Exactly reproduce the lines beginning with the line that includes "The locator SHOULD return, for each instance of the white petal" and ending with the last line of the data.

## Coordinate annotation entries
++++++++++++++++++++

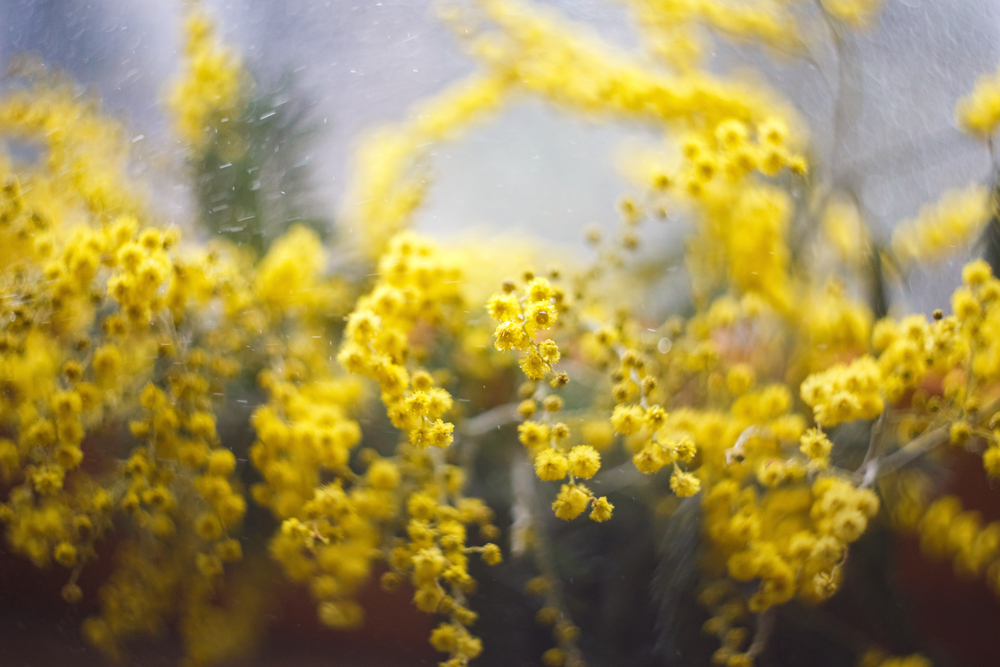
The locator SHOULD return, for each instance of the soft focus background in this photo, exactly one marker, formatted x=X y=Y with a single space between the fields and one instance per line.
x=530 y=171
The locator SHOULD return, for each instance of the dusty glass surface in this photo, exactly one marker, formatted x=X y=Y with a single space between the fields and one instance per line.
x=644 y=332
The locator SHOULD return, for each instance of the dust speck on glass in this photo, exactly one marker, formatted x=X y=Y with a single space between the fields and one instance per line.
x=499 y=332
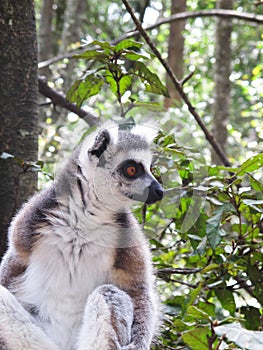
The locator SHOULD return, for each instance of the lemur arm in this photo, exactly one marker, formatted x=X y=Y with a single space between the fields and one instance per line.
x=133 y=276
x=17 y=328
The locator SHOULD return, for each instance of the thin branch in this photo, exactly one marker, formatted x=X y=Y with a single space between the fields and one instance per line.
x=179 y=271
x=59 y=99
x=248 y=17
x=178 y=86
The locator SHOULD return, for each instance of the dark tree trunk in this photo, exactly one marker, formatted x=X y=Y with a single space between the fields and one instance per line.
x=18 y=107
x=175 y=51
x=46 y=40
x=222 y=82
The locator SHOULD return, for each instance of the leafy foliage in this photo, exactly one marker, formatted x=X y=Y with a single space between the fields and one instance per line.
x=206 y=235
x=114 y=72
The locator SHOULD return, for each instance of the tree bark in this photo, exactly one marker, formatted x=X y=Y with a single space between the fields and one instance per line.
x=45 y=41
x=18 y=107
x=175 y=51
x=71 y=33
x=222 y=82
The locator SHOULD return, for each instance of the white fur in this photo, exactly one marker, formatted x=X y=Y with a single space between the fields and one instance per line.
x=21 y=327
x=72 y=263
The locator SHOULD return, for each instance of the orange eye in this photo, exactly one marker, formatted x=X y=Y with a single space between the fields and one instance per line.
x=131 y=170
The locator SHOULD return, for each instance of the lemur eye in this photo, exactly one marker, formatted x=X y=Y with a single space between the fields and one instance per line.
x=131 y=170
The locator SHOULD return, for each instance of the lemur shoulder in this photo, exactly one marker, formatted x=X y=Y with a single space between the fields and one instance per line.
x=77 y=274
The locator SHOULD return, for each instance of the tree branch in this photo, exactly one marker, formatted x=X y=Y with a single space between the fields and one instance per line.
x=178 y=86
x=59 y=99
x=248 y=17
x=179 y=271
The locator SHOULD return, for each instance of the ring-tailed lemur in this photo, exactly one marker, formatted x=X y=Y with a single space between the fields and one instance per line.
x=77 y=273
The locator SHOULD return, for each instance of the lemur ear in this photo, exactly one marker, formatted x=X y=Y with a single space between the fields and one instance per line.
x=101 y=143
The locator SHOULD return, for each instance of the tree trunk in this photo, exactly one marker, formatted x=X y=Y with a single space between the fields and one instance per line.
x=45 y=34
x=222 y=82
x=18 y=107
x=75 y=9
x=175 y=51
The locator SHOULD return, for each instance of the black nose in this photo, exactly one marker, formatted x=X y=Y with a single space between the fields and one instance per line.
x=155 y=193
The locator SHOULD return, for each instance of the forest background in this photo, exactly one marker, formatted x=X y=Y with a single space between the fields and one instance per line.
x=206 y=235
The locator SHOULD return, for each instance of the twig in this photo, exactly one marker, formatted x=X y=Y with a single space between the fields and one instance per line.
x=249 y=17
x=178 y=86
x=59 y=99
x=179 y=271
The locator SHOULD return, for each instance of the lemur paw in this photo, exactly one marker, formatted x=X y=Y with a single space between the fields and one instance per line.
x=129 y=347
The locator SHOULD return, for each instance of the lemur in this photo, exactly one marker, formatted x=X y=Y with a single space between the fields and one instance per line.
x=77 y=273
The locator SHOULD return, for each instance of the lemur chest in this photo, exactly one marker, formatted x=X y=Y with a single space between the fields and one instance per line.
x=60 y=277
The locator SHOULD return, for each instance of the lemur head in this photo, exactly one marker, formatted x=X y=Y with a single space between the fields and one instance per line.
x=118 y=164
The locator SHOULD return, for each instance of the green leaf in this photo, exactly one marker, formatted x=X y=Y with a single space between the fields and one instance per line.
x=125 y=83
x=256 y=277
x=151 y=106
x=127 y=44
x=93 y=55
x=252 y=317
x=252 y=164
x=81 y=90
x=197 y=338
x=194 y=312
x=245 y=339
x=209 y=268
x=227 y=300
x=213 y=225
x=103 y=44
x=255 y=184
x=134 y=56
x=6 y=155
x=150 y=80
x=252 y=203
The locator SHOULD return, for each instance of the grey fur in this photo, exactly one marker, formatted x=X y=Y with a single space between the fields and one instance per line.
x=78 y=268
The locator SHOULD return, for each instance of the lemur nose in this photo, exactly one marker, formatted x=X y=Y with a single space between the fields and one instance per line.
x=159 y=193
x=155 y=194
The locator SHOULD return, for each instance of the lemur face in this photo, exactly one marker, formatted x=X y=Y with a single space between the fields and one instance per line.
x=120 y=162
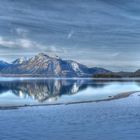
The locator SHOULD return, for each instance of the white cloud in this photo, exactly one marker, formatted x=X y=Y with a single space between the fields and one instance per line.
x=19 y=43
x=22 y=32
x=70 y=34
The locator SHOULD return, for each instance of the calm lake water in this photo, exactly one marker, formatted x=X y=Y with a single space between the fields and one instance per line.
x=81 y=109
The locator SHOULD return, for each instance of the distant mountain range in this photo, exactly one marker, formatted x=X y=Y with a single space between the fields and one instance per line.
x=42 y=65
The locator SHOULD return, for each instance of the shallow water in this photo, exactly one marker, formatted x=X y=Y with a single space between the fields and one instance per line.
x=114 y=113
x=19 y=92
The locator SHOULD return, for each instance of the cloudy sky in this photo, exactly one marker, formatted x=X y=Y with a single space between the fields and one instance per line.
x=103 y=33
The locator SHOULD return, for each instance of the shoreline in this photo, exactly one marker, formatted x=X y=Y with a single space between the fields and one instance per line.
x=110 y=98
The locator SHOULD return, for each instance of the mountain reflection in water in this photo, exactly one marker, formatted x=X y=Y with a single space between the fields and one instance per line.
x=55 y=90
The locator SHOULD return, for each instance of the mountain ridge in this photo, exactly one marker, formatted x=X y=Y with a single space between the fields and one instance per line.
x=43 y=65
x=48 y=66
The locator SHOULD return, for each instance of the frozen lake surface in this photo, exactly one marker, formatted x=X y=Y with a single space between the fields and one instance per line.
x=103 y=110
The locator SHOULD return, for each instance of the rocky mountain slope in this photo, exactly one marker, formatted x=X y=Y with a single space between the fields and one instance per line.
x=44 y=65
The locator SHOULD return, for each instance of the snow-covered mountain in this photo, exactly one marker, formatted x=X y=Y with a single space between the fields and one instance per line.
x=48 y=66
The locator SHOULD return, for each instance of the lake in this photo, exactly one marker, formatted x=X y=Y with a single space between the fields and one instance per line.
x=68 y=109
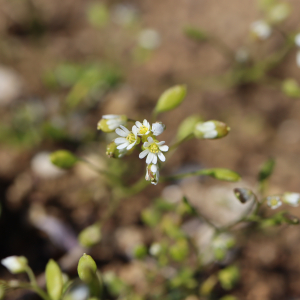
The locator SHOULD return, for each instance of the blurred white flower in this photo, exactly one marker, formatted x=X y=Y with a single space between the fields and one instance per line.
x=15 y=264
x=142 y=129
x=149 y=39
x=292 y=199
x=274 y=201
x=208 y=129
x=158 y=128
x=153 y=149
x=261 y=29
x=128 y=139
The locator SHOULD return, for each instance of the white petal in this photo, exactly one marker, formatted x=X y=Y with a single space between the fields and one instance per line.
x=144 y=153
x=161 y=156
x=125 y=129
x=149 y=158
x=122 y=146
x=121 y=132
x=120 y=140
x=164 y=148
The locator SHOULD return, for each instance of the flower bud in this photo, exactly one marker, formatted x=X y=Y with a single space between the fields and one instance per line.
x=113 y=152
x=274 y=201
x=211 y=130
x=63 y=159
x=171 y=98
x=90 y=236
x=290 y=87
x=109 y=123
x=292 y=199
x=54 y=280
x=15 y=264
x=152 y=173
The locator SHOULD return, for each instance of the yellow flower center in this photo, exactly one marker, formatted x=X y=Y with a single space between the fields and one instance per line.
x=143 y=129
x=130 y=138
x=153 y=148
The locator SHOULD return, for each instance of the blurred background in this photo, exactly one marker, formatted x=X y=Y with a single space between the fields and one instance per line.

++++++++++++++++++++

## Exercise response
The locator SHOULD return, for each instance of the white petal in this photo, exactly one marker, formatted x=X y=Y with a single space between the fields and one instance per line.
x=144 y=153
x=161 y=156
x=125 y=129
x=149 y=158
x=122 y=146
x=121 y=132
x=120 y=140
x=164 y=148
The locator SHOULD return, for each instance of the flower bud in this photo, exactly one marker, formatted x=X y=Y with a single space between the fields and one instance per line.
x=113 y=152
x=274 y=201
x=211 y=130
x=63 y=159
x=171 y=98
x=90 y=236
x=290 y=87
x=109 y=123
x=292 y=199
x=54 y=280
x=15 y=264
x=152 y=173
The locator SHOULD return, for each instance of the yellow flower center in this photo, exactly one marker, formatted x=X y=Y with a single space between the fields and one instance per line.
x=143 y=129
x=130 y=138
x=153 y=148
The locator SHOULD return, for each instance of the blurred background in this photo, exactly one marker, formatted x=X y=Y with a single space between the fields and one instance per line.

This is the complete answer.